▶ **Dataset records**:

+---+

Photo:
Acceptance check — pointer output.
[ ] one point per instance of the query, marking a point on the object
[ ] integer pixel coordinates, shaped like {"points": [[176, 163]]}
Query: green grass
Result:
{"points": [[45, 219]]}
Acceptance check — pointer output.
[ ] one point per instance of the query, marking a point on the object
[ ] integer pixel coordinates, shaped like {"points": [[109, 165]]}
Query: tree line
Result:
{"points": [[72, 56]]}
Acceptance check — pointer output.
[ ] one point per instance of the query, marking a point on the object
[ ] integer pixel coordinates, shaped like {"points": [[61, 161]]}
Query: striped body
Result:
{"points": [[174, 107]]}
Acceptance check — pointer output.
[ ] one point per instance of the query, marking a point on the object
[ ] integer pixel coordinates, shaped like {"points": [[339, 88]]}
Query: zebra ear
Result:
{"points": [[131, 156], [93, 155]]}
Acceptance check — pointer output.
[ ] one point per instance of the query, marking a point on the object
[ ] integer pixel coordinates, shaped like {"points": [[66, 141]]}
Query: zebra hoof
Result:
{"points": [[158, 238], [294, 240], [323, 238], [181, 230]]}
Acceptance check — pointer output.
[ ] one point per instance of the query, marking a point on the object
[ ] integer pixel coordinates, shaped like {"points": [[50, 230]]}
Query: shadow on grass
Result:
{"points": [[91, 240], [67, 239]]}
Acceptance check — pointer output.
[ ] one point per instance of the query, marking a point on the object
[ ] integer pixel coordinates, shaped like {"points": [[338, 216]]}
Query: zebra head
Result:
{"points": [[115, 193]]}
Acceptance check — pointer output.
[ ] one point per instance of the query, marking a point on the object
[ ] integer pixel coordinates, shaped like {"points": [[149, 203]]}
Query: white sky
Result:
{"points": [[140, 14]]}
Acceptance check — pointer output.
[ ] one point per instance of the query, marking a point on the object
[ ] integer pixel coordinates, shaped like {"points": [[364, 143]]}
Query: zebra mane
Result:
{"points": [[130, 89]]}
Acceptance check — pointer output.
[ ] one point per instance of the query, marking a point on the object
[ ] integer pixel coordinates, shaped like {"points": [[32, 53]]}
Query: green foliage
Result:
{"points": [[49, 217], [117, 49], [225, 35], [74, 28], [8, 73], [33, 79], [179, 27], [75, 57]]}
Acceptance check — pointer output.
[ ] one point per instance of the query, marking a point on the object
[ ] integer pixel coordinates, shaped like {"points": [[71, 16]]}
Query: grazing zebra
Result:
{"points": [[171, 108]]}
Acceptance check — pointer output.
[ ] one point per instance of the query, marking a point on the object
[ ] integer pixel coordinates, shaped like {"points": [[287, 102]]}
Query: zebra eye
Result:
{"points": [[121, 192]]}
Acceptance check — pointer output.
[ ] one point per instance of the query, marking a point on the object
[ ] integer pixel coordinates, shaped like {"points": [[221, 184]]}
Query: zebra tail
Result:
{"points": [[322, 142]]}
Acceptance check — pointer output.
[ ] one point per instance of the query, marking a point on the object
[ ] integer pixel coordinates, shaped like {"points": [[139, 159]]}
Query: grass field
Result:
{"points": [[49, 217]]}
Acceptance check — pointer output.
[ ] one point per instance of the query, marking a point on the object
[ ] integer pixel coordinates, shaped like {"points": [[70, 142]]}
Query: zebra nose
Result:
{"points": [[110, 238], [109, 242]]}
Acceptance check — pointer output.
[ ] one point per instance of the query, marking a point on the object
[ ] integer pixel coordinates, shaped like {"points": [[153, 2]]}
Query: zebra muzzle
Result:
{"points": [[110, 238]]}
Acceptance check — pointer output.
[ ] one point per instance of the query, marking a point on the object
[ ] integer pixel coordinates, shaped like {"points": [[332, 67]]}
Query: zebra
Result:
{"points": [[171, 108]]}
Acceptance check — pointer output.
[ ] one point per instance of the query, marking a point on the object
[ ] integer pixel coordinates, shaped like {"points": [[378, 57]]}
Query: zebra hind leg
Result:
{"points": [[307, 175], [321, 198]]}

+---+

▶ **Required task**: Which lines above contain the word "green"? Gather every one of them, treating uppercase and lowercase as different.

▶ **Solution below**:
Query: green grass
Query: green foliage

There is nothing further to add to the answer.